[Requirement]: Which lines run from the one containing "Phrase: metal pole on roof" to the end of the listing below? Write them out exactly, both ends included, with nothing else.
------------------------------------------------
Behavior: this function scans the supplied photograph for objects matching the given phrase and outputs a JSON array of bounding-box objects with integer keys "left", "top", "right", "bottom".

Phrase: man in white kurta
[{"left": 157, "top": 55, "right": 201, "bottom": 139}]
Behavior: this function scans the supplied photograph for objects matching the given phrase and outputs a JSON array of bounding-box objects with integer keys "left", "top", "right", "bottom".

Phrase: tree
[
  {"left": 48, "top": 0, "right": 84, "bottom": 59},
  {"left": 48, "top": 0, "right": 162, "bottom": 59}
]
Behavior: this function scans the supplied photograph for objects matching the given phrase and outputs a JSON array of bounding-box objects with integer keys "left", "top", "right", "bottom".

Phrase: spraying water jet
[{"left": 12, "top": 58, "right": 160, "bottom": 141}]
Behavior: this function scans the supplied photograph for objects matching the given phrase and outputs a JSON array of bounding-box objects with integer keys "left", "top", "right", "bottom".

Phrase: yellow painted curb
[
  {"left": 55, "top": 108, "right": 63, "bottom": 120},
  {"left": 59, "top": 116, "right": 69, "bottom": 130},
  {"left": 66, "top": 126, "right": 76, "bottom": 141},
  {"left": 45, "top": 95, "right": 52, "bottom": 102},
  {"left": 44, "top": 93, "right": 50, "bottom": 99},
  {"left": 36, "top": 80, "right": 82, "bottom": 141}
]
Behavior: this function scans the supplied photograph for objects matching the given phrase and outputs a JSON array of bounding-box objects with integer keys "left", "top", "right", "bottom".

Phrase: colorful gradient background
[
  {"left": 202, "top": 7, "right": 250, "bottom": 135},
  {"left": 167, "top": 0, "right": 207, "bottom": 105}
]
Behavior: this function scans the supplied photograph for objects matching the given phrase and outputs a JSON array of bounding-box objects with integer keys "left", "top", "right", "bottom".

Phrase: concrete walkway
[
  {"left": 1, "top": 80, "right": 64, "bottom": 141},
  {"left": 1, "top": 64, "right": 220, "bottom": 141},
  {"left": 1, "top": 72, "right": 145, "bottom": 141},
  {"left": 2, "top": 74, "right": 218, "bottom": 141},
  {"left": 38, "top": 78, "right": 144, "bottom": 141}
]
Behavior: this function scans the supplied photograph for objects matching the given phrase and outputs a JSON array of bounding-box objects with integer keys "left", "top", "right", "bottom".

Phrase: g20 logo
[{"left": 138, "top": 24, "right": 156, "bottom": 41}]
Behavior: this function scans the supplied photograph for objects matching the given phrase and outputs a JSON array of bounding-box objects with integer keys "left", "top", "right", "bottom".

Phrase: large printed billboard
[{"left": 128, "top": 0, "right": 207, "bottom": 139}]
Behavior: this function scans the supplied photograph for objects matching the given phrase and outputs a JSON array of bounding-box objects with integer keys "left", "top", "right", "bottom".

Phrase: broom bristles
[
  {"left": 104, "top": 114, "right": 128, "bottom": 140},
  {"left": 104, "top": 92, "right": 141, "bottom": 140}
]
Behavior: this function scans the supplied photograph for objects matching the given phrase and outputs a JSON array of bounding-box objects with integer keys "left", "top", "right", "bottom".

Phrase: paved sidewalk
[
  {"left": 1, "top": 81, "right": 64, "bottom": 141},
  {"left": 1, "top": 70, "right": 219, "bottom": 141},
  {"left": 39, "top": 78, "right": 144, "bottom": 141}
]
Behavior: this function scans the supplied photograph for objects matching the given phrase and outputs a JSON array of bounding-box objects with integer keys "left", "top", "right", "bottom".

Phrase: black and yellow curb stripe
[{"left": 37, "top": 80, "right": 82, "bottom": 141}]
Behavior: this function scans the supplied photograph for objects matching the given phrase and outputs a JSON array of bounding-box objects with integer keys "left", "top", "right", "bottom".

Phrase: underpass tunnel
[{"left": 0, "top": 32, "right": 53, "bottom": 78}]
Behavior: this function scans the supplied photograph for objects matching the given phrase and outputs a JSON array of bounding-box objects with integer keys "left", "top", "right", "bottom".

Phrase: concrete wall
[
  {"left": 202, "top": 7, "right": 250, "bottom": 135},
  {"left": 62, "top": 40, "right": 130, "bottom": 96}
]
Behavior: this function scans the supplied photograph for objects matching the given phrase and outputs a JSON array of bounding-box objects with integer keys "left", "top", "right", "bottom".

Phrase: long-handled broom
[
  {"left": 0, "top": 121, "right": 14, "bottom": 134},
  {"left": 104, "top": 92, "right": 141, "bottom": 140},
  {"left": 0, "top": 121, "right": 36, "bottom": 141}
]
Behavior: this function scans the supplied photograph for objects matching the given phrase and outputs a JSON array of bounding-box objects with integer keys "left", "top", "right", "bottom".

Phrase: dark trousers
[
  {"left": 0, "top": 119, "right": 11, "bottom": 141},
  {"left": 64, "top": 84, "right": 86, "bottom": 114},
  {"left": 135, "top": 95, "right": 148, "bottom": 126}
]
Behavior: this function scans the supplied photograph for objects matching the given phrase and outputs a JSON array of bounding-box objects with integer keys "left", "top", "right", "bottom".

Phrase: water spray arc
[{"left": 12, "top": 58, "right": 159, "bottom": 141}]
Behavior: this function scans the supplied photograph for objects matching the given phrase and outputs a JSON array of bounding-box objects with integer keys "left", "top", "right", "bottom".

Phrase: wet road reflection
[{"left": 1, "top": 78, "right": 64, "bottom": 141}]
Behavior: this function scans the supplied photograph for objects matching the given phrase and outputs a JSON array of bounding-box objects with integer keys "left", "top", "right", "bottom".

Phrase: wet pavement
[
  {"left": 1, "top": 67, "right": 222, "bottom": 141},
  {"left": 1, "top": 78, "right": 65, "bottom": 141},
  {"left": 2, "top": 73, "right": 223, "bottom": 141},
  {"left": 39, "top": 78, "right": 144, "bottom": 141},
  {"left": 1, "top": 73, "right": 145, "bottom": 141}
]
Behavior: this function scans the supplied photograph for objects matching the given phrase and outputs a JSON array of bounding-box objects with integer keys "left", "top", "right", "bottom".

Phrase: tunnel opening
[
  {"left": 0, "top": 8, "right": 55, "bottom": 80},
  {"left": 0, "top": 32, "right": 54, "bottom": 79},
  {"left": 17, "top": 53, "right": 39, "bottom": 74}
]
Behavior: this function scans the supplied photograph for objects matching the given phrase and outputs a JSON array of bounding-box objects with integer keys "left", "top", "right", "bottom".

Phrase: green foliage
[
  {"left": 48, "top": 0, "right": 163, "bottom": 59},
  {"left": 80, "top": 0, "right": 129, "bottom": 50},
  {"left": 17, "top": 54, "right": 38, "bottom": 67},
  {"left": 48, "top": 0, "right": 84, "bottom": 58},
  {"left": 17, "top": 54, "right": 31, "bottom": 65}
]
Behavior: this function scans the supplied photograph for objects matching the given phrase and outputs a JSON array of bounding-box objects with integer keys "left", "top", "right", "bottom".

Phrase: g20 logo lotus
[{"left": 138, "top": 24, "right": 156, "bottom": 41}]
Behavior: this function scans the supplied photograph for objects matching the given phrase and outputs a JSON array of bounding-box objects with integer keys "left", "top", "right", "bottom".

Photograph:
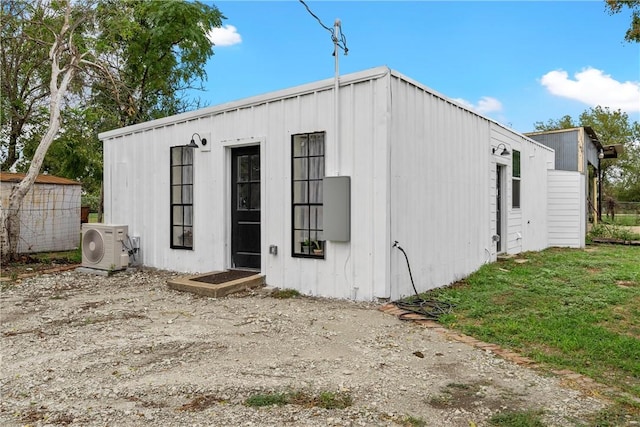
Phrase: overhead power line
[{"left": 298, "top": 0, "right": 348, "bottom": 55}]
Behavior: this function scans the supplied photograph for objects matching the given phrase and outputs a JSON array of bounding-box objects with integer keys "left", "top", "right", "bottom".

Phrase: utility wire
[{"left": 298, "top": 0, "right": 349, "bottom": 55}]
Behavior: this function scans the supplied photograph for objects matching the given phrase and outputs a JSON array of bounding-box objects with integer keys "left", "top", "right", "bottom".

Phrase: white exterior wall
[
  {"left": 102, "top": 68, "right": 391, "bottom": 300},
  {"left": 102, "top": 67, "right": 556, "bottom": 301},
  {"left": 0, "top": 182, "right": 81, "bottom": 253},
  {"left": 547, "top": 170, "right": 585, "bottom": 248},
  {"left": 387, "top": 73, "right": 554, "bottom": 300},
  {"left": 490, "top": 125, "right": 555, "bottom": 255}
]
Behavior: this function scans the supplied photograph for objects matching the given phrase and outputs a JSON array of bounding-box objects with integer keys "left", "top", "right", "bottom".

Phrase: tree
[
  {"left": 605, "top": 0, "right": 640, "bottom": 43},
  {"left": 533, "top": 106, "right": 640, "bottom": 201},
  {"left": 0, "top": 0, "right": 53, "bottom": 171},
  {"left": 1, "top": 0, "right": 93, "bottom": 259},
  {"left": 92, "top": 0, "right": 223, "bottom": 127},
  {"left": 0, "top": 0, "right": 224, "bottom": 260}
]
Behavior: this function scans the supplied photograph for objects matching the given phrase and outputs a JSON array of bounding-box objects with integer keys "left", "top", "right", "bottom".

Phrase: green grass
[
  {"left": 589, "top": 223, "right": 640, "bottom": 241},
  {"left": 600, "top": 213, "right": 640, "bottom": 227},
  {"left": 488, "top": 410, "right": 546, "bottom": 427},
  {"left": 422, "top": 245, "right": 640, "bottom": 418},
  {"left": 245, "top": 390, "right": 352, "bottom": 409}
]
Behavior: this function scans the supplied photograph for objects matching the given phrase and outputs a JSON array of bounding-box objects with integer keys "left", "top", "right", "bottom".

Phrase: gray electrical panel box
[{"left": 323, "top": 176, "right": 350, "bottom": 242}]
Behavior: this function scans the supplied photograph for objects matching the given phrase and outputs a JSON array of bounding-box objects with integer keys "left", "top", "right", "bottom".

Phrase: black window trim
[
  {"left": 291, "top": 131, "right": 325, "bottom": 259},
  {"left": 512, "top": 149, "right": 521, "bottom": 209},
  {"left": 170, "top": 145, "right": 194, "bottom": 250}
]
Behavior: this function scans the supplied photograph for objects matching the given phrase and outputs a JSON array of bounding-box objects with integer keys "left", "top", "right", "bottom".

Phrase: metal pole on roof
[{"left": 333, "top": 18, "right": 341, "bottom": 176}]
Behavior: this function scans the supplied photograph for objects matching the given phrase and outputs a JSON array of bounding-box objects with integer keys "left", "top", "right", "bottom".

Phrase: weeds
[
  {"left": 488, "top": 409, "right": 546, "bottom": 426},
  {"left": 589, "top": 223, "right": 640, "bottom": 241},
  {"left": 245, "top": 390, "right": 352, "bottom": 409},
  {"left": 270, "top": 288, "right": 302, "bottom": 299}
]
------------------------------------------------
[Task solution]:
Phrase: metal pole on roof
[{"left": 333, "top": 18, "right": 341, "bottom": 176}]
Behavior: this function scans the supplied photograph for objects matching the given phrase and outputs a JSON array of bounding-box objects with integer keys "left", "top", "right", "bottom".

Phrase: weeds
[
  {"left": 488, "top": 409, "right": 546, "bottom": 426},
  {"left": 589, "top": 223, "right": 640, "bottom": 241},
  {"left": 245, "top": 390, "right": 352, "bottom": 409},
  {"left": 270, "top": 288, "right": 302, "bottom": 299}
]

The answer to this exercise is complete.